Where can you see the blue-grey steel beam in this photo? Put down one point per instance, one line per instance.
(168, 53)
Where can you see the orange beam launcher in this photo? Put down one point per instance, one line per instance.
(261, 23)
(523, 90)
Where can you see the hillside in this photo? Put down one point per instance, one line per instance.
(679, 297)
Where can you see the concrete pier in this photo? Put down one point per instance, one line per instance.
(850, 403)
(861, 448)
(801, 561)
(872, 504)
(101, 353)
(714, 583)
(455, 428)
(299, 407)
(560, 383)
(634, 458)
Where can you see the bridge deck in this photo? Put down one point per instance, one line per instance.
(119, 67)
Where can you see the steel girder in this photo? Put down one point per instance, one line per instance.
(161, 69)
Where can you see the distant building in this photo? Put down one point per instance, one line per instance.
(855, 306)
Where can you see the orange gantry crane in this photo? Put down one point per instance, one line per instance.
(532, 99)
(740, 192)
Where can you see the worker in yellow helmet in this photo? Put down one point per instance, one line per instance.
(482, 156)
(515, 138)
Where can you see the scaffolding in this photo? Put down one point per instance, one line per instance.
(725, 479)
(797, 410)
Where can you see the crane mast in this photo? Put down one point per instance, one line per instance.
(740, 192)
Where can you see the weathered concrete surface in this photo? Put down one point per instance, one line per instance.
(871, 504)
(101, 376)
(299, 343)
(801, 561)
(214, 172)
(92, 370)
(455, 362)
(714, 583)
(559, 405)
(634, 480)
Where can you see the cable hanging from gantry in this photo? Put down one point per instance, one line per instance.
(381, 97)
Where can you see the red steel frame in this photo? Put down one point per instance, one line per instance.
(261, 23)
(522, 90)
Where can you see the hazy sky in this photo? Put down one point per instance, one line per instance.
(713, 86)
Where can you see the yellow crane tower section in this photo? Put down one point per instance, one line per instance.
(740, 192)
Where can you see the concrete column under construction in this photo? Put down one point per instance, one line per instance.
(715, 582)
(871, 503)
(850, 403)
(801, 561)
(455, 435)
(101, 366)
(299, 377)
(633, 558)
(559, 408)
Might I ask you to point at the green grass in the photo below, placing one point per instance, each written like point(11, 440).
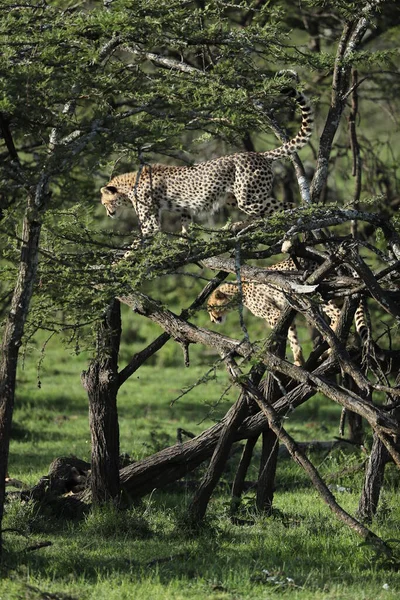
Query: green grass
point(301, 552)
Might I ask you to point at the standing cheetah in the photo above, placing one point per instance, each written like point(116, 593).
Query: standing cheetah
point(243, 180)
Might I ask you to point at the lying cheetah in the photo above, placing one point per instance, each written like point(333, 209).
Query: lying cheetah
point(266, 301)
point(243, 180)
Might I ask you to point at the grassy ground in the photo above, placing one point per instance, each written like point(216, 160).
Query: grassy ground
point(302, 552)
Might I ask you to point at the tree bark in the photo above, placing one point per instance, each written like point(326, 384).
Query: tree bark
point(101, 383)
point(12, 338)
point(200, 500)
point(373, 481)
point(266, 477)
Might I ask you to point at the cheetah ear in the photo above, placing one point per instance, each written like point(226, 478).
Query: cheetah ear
point(109, 189)
point(219, 295)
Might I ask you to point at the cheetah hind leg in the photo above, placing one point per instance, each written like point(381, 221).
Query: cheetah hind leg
point(186, 221)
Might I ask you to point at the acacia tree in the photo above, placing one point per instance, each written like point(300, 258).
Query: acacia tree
point(122, 83)
point(77, 90)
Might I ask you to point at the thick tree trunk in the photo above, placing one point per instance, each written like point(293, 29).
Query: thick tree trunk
point(199, 503)
point(101, 384)
point(12, 338)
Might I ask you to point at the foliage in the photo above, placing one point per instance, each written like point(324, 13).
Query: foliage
point(91, 89)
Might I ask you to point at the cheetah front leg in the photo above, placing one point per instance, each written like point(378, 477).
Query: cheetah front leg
point(186, 220)
point(149, 225)
point(272, 318)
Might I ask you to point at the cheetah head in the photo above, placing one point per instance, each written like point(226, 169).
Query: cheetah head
point(113, 200)
point(218, 305)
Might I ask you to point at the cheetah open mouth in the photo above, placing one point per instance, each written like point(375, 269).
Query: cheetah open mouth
point(217, 319)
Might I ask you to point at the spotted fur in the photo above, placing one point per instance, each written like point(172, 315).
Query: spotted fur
point(243, 180)
point(266, 301)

_____

What is expected:
Convert every entry above into a JSON list of strings, with one string for each line and blank lines omitted. Leave the pictures out of the answer.

Full solution:
[
  "Where can you see the blue-grey steel beam in this photo? Put down one point per instance, one line per instance.",
  "(168, 53)",
  "Where can you see the orange beam launcher in this photo? Put down one point per instance, one line per instance.",
  "(261, 23)",
  "(523, 90)",
  "Where can you see the hillside in this photo? Put down one point per instance, one line per instance.",
  "(679, 297)",
  "Where can you see the concrete pier in this photo? Put down one point per instance, one line per instance.",
  "(850, 403)",
  "(861, 448)",
  "(801, 561)",
  "(872, 504)",
  "(101, 353)",
  "(714, 583)",
  "(455, 428)",
  "(299, 407)",
  "(560, 383)",
  "(634, 458)",
  "Where can you see the bridge deck in this photo? Put down one point per instance, one line per instance.",
  "(119, 67)",
  "Where can you see the steel girder in this photo? Put down one point per instance, one line per instance.",
  "(161, 69)",
  "Where can you see the distant building in this photo? Put down one point per instance, one line per instance.",
  "(855, 306)",
  "Where can you see the orange gantry crane in this photo? Put down one point per instance, one line per instance.",
  "(532, 99)",
  "(740, 192)",
  "Where can you see the worker in yellow helmet in this photo? Put down one point per instance, one line per instance.",
  "(482, 156)",
  "(515, 138)",
  "Where can you see the scaffolding in this photo? Put down one point per instance, one line per instance.",
  "(725, 479)",
  "(797, 410)",
  "Where can you see the crane mast in this photo? Put down one point per instance, one line per instance.",
  "(740, 192)",
  "Where can you see the weathered concrete surface in this photo? Put down one point per instance, one line per instance.",
  "(871, 504)",
  "(101, 376)",
  "(299, 343)",
  "(801, 561)",
  "(214, 172)",
  "(92, 370)",
  "(455, 362)",
  "(714, 583)",
  "(559, 405)",
  "(634, 480)",
  "Where can you see the cable hanging from gantry in this photo? Put down one point per instance, one line per instance.",
  "(381, 97)",
  "Where can you see the red steel frame in this photo? Put down one point per instance, one line per instance.",
  "(261, 23)",
  "(522, 90)",
  "Where can you see the hazy sky in this photo? Put down one point per instance, one line per instance.",
  "(713, 86)",
  "Where can you see the yellow crane tower section in this photo? Put down one point per instance, one line per instance.",
  "(740, 192)",
  "Where can you see the concrete column under construction in this photo? Put down one point per instance, one line per instance.",
  "(715, 582)",
  "(871, 503)",
  "(850, 403)",
  "(801, 561)",
  "(455, 435)",
  "(101, 366)",
  "(299, 377)",
  "(633, 558)",
  "(559, 408)",
  "Might I ask you to point at the green grass in the photo below, placing one point per instance, each written like point(11, 440).",
  "Query: green grass",
  "point(301, 552)",
  "Might I ask you to point at the standing cheetah in the photo above, placing one point per instance, each written like point(116, 593).",
  "Query: standing cheetah",
  "point(243, 180)",
  "Might I ask you to point at the lying cheetah in the photo above, placing one point per instance, each written like point(333, 209).",
  "Query: lying cheetah",
  "point(266, 301)",
  "point(243, 180)",
  "Might I ask you to point at the grassy ground in the photo above, placing one point per instance, each written like point(216, 160).",
  "Query: grassy ground",
  "point(302, 552)",
  "Might I ask you to point at the tree bark in the photo above, placing one point per instance, each written like point(326, 384).",
  "Query: tree bark",
  "point(101, 383)",
  "point(12, 338)",
  "point(200, 500)",
  "point(373, 481)",
  "point(266, 477)",
  "Might I ask you to point at the cheetah ear in the photo above, placing one point per instance, each written like point(226, 478).",
  "Query: cheetah ear",
  "point(109, 189)",
  "point(219, 295)",
  "Might I ask you to point at the cheetah hind leg in the photo above, placing one point per instance, each written like point(381, 221).",
  "Query: cheetah hind leg",
  "point(186, 221)",
  "Might I ask you to point at the acacia tree in the photo above, placing one point per instance, each written like point(300, 258).",
  "Query: acacia tree",
  "point(122, 83)",
  "point(77, 90)",
  "Might I ask you to point at the thick tree trunk in the photo above, placing one point per instance, each written like point(293, 29).",
  "Query: thick tree trunk",
  "point(199, 503)",
  "point(101, 384)",
  "point(12, 338)",
  "Might I ask you to point at the foliage in the photo above, placing one point per instance, each written like point(324, 13).",
  "Query: foliage",
  "point(91, 89)",
  "Might I ask you to point at the cheetah front leg in the photo above, placing one point per instance, each written like point(378, 477).",
  "Query: cheetah front leg",
  "point(186, 220)",
  "point(149, 225)",
  "point(272, 318)",
  "Might I ask you to point at the cheetah head in the photo above, placing one point per instance, each written like point(226, 169).",
  "Query: cheetah head",
  "point(113, 200)",
  "point(218, 305)",
  "Might I ask you to point at the cheetah open mouth in the photo above, placing one point per instance, each written like point(375, 269).",
  "Query: cheetah open mouth",
  "point(217, 319)",
  "Might I ask you to point at the spotted fur in the photo above, placing one point per instance, each written like point(172, 315).",
  "Query: spotted fur",
  "point(243, 180)",
  "point(266, 301)"
]